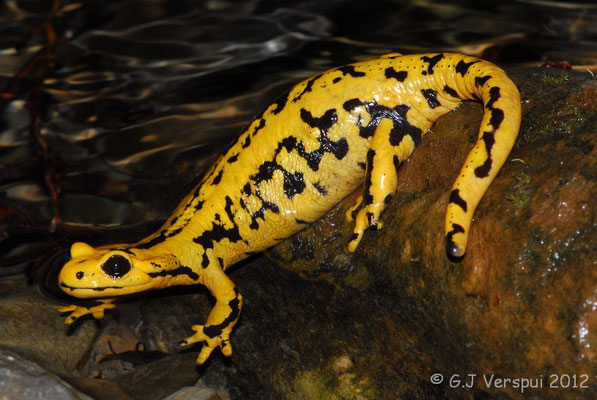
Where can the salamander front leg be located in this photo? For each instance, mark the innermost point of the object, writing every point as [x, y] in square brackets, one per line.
[221, 319]
[381, 181]
[97, 310]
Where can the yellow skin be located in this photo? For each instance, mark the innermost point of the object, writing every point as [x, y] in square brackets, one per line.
[312, 147]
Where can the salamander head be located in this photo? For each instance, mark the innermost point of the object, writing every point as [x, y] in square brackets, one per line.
[101, 272]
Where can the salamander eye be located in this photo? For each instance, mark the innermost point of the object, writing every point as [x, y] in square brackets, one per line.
[116, 266]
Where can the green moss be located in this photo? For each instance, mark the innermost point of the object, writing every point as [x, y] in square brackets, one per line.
[567, 122]
[555, 80]
[521, 197]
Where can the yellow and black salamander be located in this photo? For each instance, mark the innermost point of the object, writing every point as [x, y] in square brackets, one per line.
[348, 127]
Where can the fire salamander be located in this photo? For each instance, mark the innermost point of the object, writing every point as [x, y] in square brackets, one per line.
[321, 140]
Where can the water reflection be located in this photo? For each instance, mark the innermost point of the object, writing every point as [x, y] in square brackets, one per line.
[142, 95]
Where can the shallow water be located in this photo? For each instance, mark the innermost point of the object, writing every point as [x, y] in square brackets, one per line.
[103, 131]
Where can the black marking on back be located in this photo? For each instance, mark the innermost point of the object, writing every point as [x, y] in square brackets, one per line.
[218, 177]
[182, 270]
[367, 197]
[400, 76]
[321, 189]
[280, 103]
[431, 97]
[258, 127]
[450, 245]
[219, 232]
[497, 116]
[462, 67]
[378, 112]
[432, 61]
[451, 92]
[308, 88]
[456, 199]
[480, 81]
[293, 183]
[349, 70]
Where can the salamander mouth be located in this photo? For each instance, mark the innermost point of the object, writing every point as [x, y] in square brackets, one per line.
[95, 289]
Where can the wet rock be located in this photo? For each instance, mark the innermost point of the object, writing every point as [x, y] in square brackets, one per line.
[31, 326]
[197, 393]
[521, 304]
[23, 379]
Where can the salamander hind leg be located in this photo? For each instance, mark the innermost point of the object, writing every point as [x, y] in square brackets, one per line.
[222, 318]
[392, 142]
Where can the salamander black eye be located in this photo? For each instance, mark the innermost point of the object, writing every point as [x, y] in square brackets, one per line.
[116, 266]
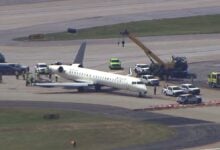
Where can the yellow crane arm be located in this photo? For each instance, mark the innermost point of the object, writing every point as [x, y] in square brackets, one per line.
[147, 51]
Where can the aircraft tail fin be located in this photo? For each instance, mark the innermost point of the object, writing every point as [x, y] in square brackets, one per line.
[80, 54]
[130, 72]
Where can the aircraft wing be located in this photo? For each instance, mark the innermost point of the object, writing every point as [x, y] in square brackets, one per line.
[71, 85]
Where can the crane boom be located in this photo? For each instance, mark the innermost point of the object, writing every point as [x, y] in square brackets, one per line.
[147, 51]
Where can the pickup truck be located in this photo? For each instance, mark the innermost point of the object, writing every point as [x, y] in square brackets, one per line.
[172, 91]
[189, 99]
[189, 88]
[114, 63]
[150, 80]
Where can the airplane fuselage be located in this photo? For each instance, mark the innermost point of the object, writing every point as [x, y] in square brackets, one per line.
[95, 77]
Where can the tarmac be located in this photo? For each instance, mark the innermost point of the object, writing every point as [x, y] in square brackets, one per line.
[21, 19]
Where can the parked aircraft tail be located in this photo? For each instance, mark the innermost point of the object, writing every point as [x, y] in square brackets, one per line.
[80, 55]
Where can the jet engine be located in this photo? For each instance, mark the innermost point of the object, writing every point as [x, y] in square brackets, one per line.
[60, 69]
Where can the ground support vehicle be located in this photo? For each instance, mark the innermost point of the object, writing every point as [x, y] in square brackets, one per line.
[150, 80]
[13, 69]
[190, 89]
[2, 58]
[114, 63]
[189, 99]
[141, 69]
[172, 91]
[42, 68]
[214, 79]
[177, 68]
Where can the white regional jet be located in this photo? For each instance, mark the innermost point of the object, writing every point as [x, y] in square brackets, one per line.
[83, 77]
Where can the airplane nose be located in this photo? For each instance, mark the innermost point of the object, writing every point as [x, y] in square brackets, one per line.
[53, 68]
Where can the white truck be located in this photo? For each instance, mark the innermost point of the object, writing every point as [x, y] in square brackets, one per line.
[150, 80]
[190, 89]
[172, 90]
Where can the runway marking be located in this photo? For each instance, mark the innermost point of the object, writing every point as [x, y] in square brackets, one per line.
[180, 106]
[212, 149]
[192, 125]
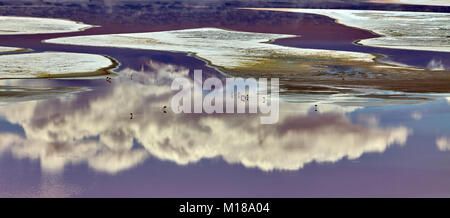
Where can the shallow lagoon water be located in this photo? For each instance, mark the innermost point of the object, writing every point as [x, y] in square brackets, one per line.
[381, 149]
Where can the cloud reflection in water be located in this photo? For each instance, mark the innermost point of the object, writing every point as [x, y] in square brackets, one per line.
[96, 129]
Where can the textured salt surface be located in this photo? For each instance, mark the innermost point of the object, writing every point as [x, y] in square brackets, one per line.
[8, 49]
[400, 29]
[32, 25]
[223, 48]
[51, 64]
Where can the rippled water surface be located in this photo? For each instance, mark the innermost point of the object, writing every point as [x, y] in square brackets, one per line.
[75, 137]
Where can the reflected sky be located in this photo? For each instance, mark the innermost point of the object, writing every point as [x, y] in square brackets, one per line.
[75, 138]
[85, 144]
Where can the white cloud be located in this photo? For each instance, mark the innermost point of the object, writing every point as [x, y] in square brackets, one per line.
[101, 133]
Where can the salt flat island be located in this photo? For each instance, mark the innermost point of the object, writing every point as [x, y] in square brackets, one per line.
[53, 64]
[250, 54]
[398, 29]
[9, 49]
[35, 25]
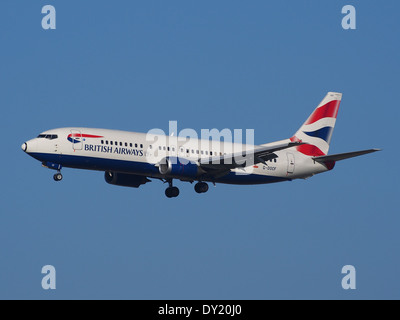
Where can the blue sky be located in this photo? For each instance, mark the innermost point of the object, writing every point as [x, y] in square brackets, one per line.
[258, 65]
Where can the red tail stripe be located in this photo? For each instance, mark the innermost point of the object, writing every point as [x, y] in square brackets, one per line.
[308, 149]
[329, 110]
[78, 135]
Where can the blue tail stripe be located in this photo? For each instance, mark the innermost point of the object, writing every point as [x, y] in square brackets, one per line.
[323, 133]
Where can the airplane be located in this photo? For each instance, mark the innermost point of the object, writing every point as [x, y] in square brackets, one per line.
[131, 159]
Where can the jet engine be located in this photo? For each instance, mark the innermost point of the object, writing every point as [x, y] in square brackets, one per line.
[174, 166]
[125, 179]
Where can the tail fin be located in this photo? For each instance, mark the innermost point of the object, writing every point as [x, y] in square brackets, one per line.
[317, 130]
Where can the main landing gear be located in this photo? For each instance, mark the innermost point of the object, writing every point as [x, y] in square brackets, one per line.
[57, 176]
[171, 191]
[201, 187]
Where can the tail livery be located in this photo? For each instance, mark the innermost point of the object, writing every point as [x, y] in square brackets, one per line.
[317, 131]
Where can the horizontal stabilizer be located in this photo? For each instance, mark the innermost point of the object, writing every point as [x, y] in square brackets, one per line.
[342, 156]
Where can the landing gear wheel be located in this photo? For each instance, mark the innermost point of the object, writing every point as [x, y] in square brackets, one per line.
[201, 187]
[57, 177]
[172, 192]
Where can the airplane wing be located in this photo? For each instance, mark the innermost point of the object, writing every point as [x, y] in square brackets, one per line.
[243, 159]
[343, 156]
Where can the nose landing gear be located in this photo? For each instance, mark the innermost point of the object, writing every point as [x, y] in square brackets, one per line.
[57, 176]
[171, 191]
[201, 187]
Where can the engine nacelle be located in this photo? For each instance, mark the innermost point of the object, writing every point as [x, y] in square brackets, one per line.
[125, 179]
[173, 166]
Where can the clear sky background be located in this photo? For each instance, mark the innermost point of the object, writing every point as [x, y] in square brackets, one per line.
[262, 65]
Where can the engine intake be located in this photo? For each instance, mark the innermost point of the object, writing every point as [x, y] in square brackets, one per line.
[125, 179]
[174, 166]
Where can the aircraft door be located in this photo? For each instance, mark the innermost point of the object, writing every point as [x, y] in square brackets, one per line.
[77, 141]
[291, 163]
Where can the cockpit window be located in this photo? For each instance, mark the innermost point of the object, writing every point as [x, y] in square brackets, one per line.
[48, 136]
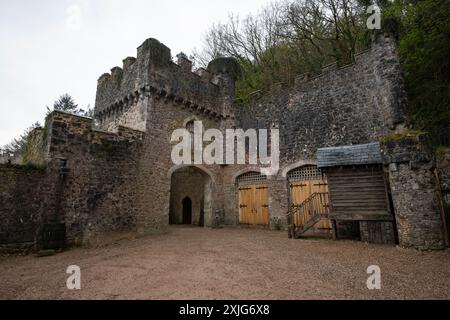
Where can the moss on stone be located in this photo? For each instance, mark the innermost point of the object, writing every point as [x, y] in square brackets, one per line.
[402, 135]
[224, 65]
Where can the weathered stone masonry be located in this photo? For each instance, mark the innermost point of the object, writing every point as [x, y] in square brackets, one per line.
[114, 173]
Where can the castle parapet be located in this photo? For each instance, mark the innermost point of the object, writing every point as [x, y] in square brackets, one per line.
[153, 73]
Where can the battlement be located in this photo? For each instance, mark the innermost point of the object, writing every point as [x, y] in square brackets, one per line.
[153, 72]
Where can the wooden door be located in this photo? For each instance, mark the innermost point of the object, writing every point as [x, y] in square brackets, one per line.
[301, 190]
[254, 204]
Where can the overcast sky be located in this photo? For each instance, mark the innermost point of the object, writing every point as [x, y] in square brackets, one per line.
[50, 47]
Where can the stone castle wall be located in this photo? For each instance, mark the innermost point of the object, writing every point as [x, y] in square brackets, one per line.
[114, 173]
[21, 206]
[415, 192]
[354, 104]
[99, 170]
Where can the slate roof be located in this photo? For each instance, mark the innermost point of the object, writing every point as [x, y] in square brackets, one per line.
[349, 155]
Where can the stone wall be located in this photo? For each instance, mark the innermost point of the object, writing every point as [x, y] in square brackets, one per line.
[21, 206]
[195, 184]
[443, 171]
[354, 104]
[415, 192]
[120, 94]
[100, 168]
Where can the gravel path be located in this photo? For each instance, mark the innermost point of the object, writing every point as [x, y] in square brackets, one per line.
[194, 263]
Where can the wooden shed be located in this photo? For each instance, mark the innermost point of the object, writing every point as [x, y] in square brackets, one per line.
[358, 190]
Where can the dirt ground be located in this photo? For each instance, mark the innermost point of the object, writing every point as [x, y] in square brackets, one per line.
[195, 263]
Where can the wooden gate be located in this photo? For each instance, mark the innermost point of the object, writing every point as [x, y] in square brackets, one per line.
[253, 199]
[304, 183]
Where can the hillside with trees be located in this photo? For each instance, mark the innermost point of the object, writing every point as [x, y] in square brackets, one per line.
[288, 38]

## Exercise
Leave out every line before the one containing "Where can the dirt"; set down that line and all remaining lines of the material exactly.

## Response to the exercise
Where can the dirt ground be located in this photo? For each instance, mark the innermost point of the object, writing every point as [x, y] in square brackets, one per line.
[195, 263]
Where can the wooden gate be located in this photo? For each instance, mark the innermost point of the object, writing every point as [x, y] in square brackets, one per line.
[253, 199]
[304, 183]
Where can the hillside with trees be located in this photo? For each instance, mark the innermost point of the object, writing every point as [x, y] in square brackets, one per line.
[288, 38]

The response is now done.